Location identification entries:
+--
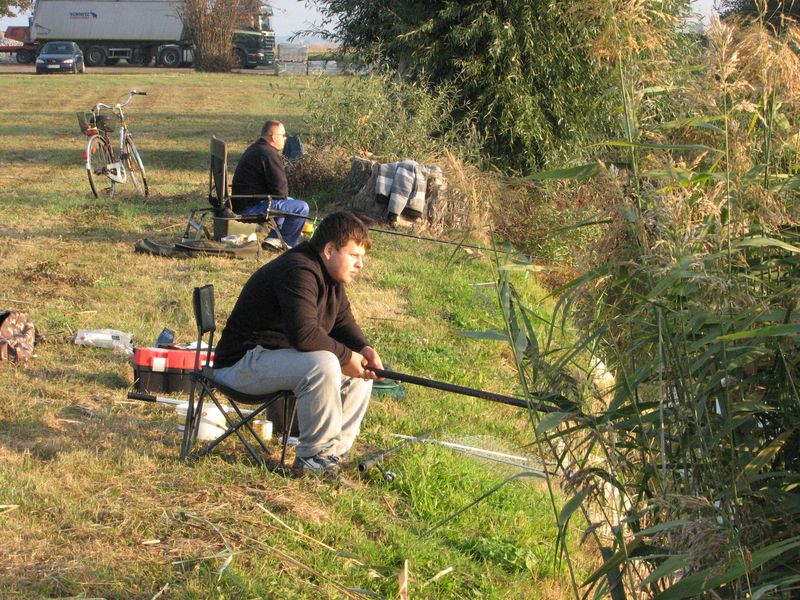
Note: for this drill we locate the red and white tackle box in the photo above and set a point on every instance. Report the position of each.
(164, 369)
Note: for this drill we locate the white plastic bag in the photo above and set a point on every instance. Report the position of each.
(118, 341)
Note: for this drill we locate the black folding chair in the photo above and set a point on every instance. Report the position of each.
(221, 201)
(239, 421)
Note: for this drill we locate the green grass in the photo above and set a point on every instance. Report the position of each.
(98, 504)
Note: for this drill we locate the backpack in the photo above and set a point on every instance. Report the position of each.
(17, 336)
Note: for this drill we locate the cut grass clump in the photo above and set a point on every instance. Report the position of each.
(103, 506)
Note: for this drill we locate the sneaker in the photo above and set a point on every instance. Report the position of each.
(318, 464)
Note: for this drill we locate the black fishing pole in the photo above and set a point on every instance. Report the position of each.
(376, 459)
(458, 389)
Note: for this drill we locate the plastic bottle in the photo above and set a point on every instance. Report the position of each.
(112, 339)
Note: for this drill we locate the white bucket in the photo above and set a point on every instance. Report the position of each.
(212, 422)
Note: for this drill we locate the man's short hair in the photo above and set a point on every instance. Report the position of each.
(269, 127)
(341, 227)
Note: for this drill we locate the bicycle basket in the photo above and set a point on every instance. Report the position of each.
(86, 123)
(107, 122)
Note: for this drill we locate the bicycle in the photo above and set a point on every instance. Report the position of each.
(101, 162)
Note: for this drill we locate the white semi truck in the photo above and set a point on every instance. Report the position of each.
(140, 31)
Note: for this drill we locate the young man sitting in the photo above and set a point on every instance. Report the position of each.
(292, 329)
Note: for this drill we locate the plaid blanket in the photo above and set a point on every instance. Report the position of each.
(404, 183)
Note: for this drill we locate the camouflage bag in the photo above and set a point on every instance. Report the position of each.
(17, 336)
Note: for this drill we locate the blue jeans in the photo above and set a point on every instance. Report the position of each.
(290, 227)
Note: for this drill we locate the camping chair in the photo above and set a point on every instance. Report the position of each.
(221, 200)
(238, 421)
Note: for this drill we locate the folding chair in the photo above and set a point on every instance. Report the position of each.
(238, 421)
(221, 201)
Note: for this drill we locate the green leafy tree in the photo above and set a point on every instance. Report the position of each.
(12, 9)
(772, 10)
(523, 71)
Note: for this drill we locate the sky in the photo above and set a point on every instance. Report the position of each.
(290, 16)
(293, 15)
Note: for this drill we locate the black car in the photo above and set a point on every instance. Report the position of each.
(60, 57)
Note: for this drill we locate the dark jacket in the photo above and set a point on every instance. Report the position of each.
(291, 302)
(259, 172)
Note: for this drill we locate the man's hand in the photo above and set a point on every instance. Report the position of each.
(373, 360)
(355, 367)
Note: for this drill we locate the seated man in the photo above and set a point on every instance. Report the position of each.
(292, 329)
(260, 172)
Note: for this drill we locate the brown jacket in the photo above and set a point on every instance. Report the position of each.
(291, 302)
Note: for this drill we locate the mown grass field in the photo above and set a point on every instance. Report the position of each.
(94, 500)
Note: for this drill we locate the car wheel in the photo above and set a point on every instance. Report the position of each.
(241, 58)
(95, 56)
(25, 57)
+--
Please go through the lines above, swapping "for this drill" for "for this exercise" everywhere and keeping everything else the same. Omit the picture from your version.

**FINISHED EXERCISE:**
Note: for this exercise we locate the red and white tackle box in the photo above and set a point on every instance. Report the position of each.
(164, 369)
Note: for this exercise we locate the white plastic bag in the photo above and set a point on every instance. Report the position of each.
(118, 341)
Note: for this exercise we locate the black folding chair in the photo above and set a point on every instance. Report the position of each.
(221, 201)
(239, 421)
Note: for this exercise we locate the green grass in the photo above and set a point on every instance. Report the position of each.
(98, 504)
Note: for this exercise we locate the backpack in the photo above and set a point on every instance. Report the position of each.
(17, 336)
Note: for this exercise we locate the cut grass clump in the photo above and set a point on every instance. Report the position of each.
(103, 506)
Note: for this exercise we locate the sneaker in the photo above and set a point on every instance. Report the position of each.
(318, 464)
Note: for this exercise we locate the black fishing pole in the photo above and set a point on every instance. Report the position of each.
(376, 459)
(458, 389)
Note: for this exercise we locate the plastic bottle in the photo above and set a point on every instance. Report the position of each.
(112, 339)
Note: for this exercise we locate the white bucket in the photo above and set a point on every instance. Report the position of each.
(212, 422)
Note: for this exercise we locate the man's short hair in the photo above and set a point on every instance. Report the position of each.
(269, 127)
(341, 227)
Note: for this exercise we locate the bicycle basket in the photo above and set a point on every instance. Report the position of each.
(86, 123)
(107, 122)
Note: for this exercise we locate the bicycle in the photo above and set a point on every instance. Report the position of each.
(101, 162)
Note: for this exercise we locate the white semi truck in the photo above and set a point on every instance. Report the position of each.
(140, 31)
Note: for this exercise we locate the young man sitting in the photo above and set a point on every instance. Report the position of each.
(292, 329)
Note: for this exercise we locate the plaid blanket in the photo above and set a point on every instance. Report the position of each.
(404, 183)
Note: for this exercise we locate the camouflage bag in the photo above and set a point on every instance. Report the position of each.
(17, 336)
Note: for this exercise we locate the blue jeans in the photo above and set a point on every instance. Report the position of each.
(290, 227)
Note: for this exercise we locate the camping chair in the photo above and set a point on every instance. Report the position of each.
(221, 200)
(238, 421)
Note: for this exercise we locate the folding chair in the photo above and set a point on every instance. Report the position of each.
(238, 421)
(221, 201)
Note: for this exercise we locate the green leafy tree in the photo above and set a point on every instance. Report the position of each.
(12, 9)
(772, 10)
(523, 71)
Note: for this exercise we locate the sky in the photo above and set a point on every instance. Report the position of each.
(290, 16)
(293, 15)
Note: for this exercise we locate the black car in the photo above and set a point on every instance. Report the position of each.
(60, 57)
Note: for this exercise we locate the dark jacket in the photo above and set a point on every instance. Report the position of each.
(291, 302)
(259, 172)
Note: for this exercise we locate the man's hand in the photo above and set a point on every instance. Report the position of each.
(373, 360)
(355, 367)
Note: for this exercise we locate the seated man in the photo above and set a point on every instance. Report the position of each.
(292, 329)
(260, 172)
Note: for this exercise we locate the brown jacket in the photo above and set a point on every instance. Report the position of each.
(291, 302)
Note: for this exercise we locate the mown grass field in the photo above and set a point on every instance. Report the position of each.
(94, 500)
Note: for this exercise we locate the car wheel in the photo above and set a point on every instance. Report the position of each.
(241, 58)
(95, 56)
(25, 57)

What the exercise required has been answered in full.